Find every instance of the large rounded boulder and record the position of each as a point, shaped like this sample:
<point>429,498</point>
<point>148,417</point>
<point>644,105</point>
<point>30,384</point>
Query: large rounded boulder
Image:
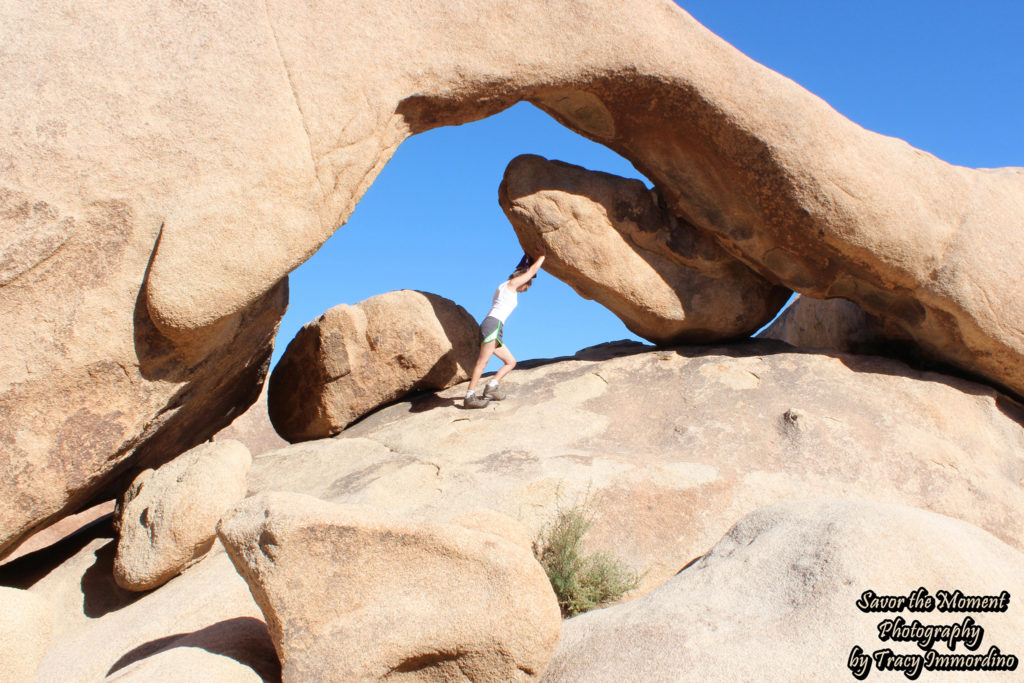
<point>353,359</point>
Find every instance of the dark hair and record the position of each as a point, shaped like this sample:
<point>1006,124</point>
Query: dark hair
<point>523,266</point>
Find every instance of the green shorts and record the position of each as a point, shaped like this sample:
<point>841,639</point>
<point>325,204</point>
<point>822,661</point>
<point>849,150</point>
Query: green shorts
<point>492,330</point>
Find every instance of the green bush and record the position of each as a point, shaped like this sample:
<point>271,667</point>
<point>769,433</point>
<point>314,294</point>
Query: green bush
<point>581,582</point>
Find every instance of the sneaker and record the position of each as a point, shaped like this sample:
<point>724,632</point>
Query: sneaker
<point>494,392</point>
<point>476,401</point>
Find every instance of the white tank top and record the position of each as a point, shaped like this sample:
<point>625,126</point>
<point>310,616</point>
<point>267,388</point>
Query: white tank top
<point>505,300</point>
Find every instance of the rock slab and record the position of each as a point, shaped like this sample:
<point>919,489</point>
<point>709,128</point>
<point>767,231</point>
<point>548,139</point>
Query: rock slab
<point>353,359</point>
<point>776,600</point>
<point>168,517</point>
<point>614,241</point>
<point>832,324</point>
<point>673,445</point>
<point>351,593</point>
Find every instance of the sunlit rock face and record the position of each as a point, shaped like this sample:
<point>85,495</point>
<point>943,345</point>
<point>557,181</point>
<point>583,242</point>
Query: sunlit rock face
<point>354,358</point>
<point>166,165</point>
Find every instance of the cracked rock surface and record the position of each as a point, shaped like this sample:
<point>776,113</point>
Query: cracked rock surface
<point>671,446</point>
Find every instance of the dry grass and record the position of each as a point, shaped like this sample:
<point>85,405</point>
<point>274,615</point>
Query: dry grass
<point>582,582</point>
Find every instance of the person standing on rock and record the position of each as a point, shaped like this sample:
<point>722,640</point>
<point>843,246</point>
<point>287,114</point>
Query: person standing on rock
<point>506,298</point>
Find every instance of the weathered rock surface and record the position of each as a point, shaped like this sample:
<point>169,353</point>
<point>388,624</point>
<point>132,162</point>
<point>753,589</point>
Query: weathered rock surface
<point>215,656</point>
<point>353,359</point>
<point>242,170</point>
<point>775,599</point>
<point>393,598</point>
<point>489,521</point>
<point>253,428</point>
<point>612,240</point>
<point>102,630</point>
<point>673,446</point>
<point>26,626</point>
<point>830,324</point>
<point>168,517</point>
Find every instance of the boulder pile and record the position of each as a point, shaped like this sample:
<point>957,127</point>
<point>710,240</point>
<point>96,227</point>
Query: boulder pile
<point>148,223</point>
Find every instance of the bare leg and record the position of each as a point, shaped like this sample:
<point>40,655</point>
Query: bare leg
<point>505,355</point>
<point>486,350</point>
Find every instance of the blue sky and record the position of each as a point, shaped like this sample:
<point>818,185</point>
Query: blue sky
<point>942,75</point>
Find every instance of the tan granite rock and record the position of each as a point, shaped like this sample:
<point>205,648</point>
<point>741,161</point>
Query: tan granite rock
<point>104,631</point>
<point>776,600</point>
<point>165,211</point>
<point>26,627</point>
<point>253,428</point>
<point>672,446</point>
<point>612,240</point>
<point>353,359</point>
<point>352,593</point>
<point>832,324</point>
<point>168,517</point>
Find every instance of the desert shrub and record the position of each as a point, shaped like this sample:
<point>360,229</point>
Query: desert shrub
<point>582,582</point>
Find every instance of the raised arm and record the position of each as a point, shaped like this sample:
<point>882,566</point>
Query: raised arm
<point>519,281</point>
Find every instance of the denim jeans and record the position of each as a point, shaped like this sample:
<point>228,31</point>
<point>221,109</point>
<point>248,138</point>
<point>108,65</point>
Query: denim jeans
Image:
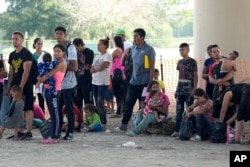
<point>203,126</point>
<point>134,93</point>
<point>99,92</point>
<point>84,92</point>
<point>180,102</point>
<point>55,115</point>
<point>119,92</point>
<point>67,99</point>
<point>142,123</point>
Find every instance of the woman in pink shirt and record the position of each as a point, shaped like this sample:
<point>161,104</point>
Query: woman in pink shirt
<point>144,118</point>
<point>52,99</point>
<point>118,83</point>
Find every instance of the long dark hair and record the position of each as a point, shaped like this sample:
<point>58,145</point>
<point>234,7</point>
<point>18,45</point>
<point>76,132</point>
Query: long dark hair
<point>118,42</point>
<point>200,92</point>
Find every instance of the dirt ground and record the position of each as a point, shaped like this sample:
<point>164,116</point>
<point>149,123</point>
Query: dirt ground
<point>105,149</point>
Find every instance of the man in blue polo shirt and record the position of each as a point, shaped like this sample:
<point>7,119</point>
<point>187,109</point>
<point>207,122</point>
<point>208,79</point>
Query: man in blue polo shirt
<point>143,56</point>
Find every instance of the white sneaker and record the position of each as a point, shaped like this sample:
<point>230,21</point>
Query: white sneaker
<point>118,130</point>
-=-=-
→ **Exercise goal**:
Scan the entries above, and wherever a line holds the string "jeans", copy it.

→ **Result**:
Find every instance of the denim jeans and record the position of each as a point, shaped like this sample:
Query: denim jeans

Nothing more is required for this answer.